TEKST -
▬▬▬▬▬▬

W ubiegłym roku nawet sami organizatorzy byli zaskoczeni tłumem, który pojawił się w Klubie pod Muzami, aby pomóc młodej lubiniance Eli Olszowiak. W tym podczas koncertu charytatywnego co prawda nie było już tak tłoczno, ale puszka szybko się wypełniała, a na licytacji nie brakowało emocji.
– Widzimy znajome twarze. Cieszymy się, że Pomocnicy Eli mają stałe grono przyjaciół – mówi Norbert Matijczak, jeden z organizatorów dzisiejszego koncertu charytatywnego. – Pomagamy Eli, ale chcemy też pomagać innym osobom. We wrześniu wsparliśmy organizację koncertu dla dzieci z autyzmem. Teraz Sylwia Majewska ze Stowarzyszenia Dar Losu, zrzeszającego rodziny z autystycznymi dziećmi, odwdzięczyła nam się ofiarowując na licytację zestaw filiżanek z czajniczkiem – dodaje Norbert.
Do wylicytowania było bardzo wiele przedmiotów, między innymi kalendarze, sesja zdjęciowa czy koszulki sportowców. To, czego nie uda się dzisiaj sprzedać, zostanie wystawione na Allegro.

▬▬▬▬▬▬

FRAGMENTY POZYCJI -
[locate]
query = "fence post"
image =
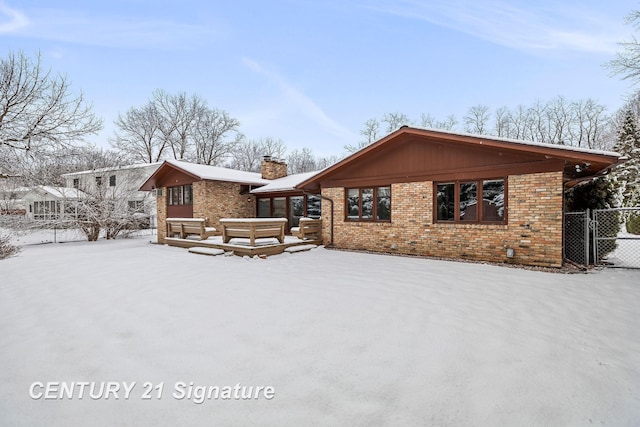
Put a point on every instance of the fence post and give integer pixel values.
(587, 249)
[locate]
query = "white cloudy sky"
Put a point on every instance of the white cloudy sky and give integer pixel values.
(310, 72)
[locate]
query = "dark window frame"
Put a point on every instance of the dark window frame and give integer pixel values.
(374, 211)
(480, 206)
(181, 200)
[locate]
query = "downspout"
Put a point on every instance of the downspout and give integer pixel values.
(331, 202)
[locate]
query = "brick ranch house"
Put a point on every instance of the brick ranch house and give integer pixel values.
(415, 192)
(442, 194)
(187, 190)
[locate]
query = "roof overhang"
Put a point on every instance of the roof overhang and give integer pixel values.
(579, 163)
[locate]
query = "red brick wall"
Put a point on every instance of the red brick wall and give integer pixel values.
(534, 227)
(212, 200)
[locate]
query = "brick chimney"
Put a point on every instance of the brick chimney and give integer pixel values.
(272, 168)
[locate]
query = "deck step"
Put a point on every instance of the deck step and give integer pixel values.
(300, 248)
(206, 251)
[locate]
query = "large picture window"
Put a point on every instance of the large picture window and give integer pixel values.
(458, 201)
(368, 204)
(180, 195)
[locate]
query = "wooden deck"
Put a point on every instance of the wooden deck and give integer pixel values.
(241, 246)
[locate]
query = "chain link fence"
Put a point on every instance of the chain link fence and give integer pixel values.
(616, 236)
(576, 237)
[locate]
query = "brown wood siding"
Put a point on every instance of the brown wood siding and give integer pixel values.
(413, 159)
(174, 178)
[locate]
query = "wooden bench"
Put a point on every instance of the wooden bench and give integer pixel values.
(309, 229)
(253, 228)
(190, 226)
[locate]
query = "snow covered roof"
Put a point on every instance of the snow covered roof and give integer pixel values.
(115, 168)
(202, 172)
(217, 173)
(59, 192)
(286, 183)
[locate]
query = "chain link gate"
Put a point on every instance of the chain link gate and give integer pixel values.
(616, 237)
(576, 237)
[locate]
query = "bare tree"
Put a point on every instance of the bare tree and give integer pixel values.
(138, 135)
(210, 130)
(477, 119)
(38, 112)
(177, 116)
(299, 161)
(627, 62)
(428, 121)
(502, 122)
(592, 125)
(395, 121)
(371, 134)
(248, 155)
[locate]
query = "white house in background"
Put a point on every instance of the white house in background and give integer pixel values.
(47, 203)
(118, 183)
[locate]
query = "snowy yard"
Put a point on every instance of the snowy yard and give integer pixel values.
(344, 339)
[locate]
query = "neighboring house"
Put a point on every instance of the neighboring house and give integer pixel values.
(118, 183)
(442, 194)
(45, 203)
(11, 195)
(186, 190)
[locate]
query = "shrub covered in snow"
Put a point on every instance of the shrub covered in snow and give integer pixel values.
(6, 248)
(633, 223)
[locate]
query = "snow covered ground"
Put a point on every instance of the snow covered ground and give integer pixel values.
(343, 338)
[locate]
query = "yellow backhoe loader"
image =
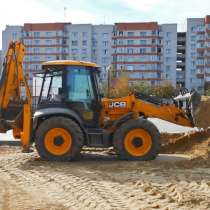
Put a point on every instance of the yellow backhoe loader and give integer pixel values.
(71, 112)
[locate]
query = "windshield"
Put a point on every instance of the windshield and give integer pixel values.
(79, 84)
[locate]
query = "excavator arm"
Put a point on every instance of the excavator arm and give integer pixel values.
(15, 96)
(139, 106)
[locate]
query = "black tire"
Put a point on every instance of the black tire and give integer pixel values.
(77, 138)
(124, 129)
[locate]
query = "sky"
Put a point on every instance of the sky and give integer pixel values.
(18, 12)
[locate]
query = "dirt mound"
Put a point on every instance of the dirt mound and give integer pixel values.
(202, 113)
(196, 144)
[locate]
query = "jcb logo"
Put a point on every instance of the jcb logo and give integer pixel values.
(117, 104)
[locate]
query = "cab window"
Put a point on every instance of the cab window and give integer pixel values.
(79, 85)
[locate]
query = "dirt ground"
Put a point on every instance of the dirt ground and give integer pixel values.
(100, 181)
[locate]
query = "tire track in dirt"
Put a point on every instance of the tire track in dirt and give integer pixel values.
(80, 186)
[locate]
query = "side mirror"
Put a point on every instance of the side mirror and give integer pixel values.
(101, 95)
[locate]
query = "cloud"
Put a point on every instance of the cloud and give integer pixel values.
(142, 5)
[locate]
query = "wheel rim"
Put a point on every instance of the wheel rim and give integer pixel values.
(138, 142)
(58, 141)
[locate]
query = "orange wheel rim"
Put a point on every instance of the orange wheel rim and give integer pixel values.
(138, 142)
(58, 141)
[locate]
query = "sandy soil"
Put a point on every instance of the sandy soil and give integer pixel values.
(101, 181)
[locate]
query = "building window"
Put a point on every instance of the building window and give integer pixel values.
(130, 42)
(48, 33)
(167, 59)
(153, 41)
(36, 33)
(105, 43)
(154, 32)
(36, 41)
(168, 68)
(74, 51)
(95, 43)
(84, 43)
(36, 50)
(120, 42)
(84, 51)
(130, 68)
(143, 33)
(84, 35)
(95, 35)
(130, 33)
(153, 49)
(120, 33)
(74, 35)
(48, 42)
(105, 35)
(105, 52)
(14, 35)
(142, 50)
(168, 51)
(143, 41)
(130, 51)
(94, 51)
(74, 43)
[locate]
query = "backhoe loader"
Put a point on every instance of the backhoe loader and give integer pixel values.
(71, 113)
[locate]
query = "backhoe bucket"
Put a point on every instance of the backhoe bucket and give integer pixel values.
(190, 101)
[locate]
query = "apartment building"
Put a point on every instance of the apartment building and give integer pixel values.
(11, 33)
(1, 61)
(198, 53)
(147, 51)
(181, 59)
(44, 42)
(60, 41)
(91, 43)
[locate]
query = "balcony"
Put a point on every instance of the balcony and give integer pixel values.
(200, 74)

▬▬▬▬▬▬

POLECENIA -
1. Z tekstu o koncercie przepisz odcinek od "Do wylicytowania było" do "wystawione na Allegro.", zamieniając "kalendarze" na "plakaty".
2. Wymień wszystkie przedmioty przeznaczone na licytację, o których mówi tekst o koncercie.
3. Akapit tekstu o koncercie zaczynający się od słów „– Widzimy znajome twarze” przedstaw jako krótką listę z jego najważniejszymi faktami.

ROZWIĄZANIA ZADAŃ -
1.
Do wylicytowania było bardzo wiele przedmiotów, między innymi plakaty, sesja zdjęciowa czy koszulki sportowców. To, czego nie uda się dzisiaj sprzedać, zostanie wystawione na Allegro.

2. Kalendarze, sesja zdjęciowa, koszulki sportowców, zestaw filiżanek z czajniczkiem.

3.
- Norbert Matijczak, jeden z organizatorów koncertu, cieszy się, że Pomocnicy Eli mają stałe grono przyjaciół.
- Organizatorzy pomagają Eli, ale chcą też pomagać innym osobom.
- We wrześniu wsparli organizację koncertu dla dzieci z autyzmem.
- W podziękowaniu Sylwia Majewska ze Stowarzyszenia Dar Losu, zrzeszającego rodziny z autystycznymi dziećmi, dała na licytację zestaw filiżanek z czajniczkiem.